— start of Extracted text —

= 1920 All-Pacific Coast football team =

American all-star college football team

The 1920 All-Pacific Coast football team consists of American football players chosen by various organizations for All-Pacific Coast teams for the 1920 college football season.

==All-Pacific Coast selections==

===Quarterback===
- Bill Steers, Oregon (ODJ-1, GV-1)
- Charles F. Erb, California (AS-1, GV-2)

===Halfbacks===
- Pesky Sprott, California (AS-1, ODJ-1, GV-1)
- Dink Templeton, Stanford (ODJ-1, GV-1)
- Crip Toomey, California (AS-1, GV-2)
- Ray Eckmann, Washington (GV-2)

===Fullback===
- Lloyd Gillis, Washington State (ODJ-1, GV-1)
- Jesse B. Morrison, California (AS-1)

— end of Extracted text —
— start of Stored data —

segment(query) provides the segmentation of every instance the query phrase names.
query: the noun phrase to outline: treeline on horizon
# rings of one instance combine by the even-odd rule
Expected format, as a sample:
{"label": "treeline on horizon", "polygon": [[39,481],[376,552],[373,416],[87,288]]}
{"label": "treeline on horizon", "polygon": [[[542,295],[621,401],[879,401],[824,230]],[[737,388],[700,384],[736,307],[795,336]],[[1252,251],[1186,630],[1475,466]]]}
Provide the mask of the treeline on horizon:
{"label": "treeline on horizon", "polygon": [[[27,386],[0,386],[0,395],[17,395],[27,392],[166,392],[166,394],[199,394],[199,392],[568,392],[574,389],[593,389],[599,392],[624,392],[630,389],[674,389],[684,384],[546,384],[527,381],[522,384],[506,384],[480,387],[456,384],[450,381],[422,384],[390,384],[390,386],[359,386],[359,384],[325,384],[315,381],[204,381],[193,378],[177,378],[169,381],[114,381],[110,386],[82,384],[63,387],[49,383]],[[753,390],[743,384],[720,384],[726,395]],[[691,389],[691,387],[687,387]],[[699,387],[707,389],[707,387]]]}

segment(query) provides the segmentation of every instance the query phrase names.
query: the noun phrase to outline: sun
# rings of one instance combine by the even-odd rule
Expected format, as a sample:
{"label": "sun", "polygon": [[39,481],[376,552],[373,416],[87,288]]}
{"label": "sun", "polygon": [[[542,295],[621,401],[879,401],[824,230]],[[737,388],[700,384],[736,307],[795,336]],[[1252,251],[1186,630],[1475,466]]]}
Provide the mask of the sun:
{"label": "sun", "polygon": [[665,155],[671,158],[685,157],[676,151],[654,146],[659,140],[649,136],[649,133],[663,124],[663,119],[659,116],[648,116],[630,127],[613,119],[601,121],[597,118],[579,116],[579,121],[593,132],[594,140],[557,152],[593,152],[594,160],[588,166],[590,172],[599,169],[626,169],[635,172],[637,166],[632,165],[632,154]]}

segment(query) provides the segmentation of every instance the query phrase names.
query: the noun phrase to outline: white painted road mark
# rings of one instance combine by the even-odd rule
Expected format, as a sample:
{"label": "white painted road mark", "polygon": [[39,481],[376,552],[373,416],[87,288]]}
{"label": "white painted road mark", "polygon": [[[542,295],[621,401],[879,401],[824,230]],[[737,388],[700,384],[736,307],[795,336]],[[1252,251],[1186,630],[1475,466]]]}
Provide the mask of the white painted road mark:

— end of Stored data —

Exercise - In the text on the 1920 All-Pacific Coast football team, which school is listed for the fullback Lloyd Gillis?

Solution to the problem - Washington State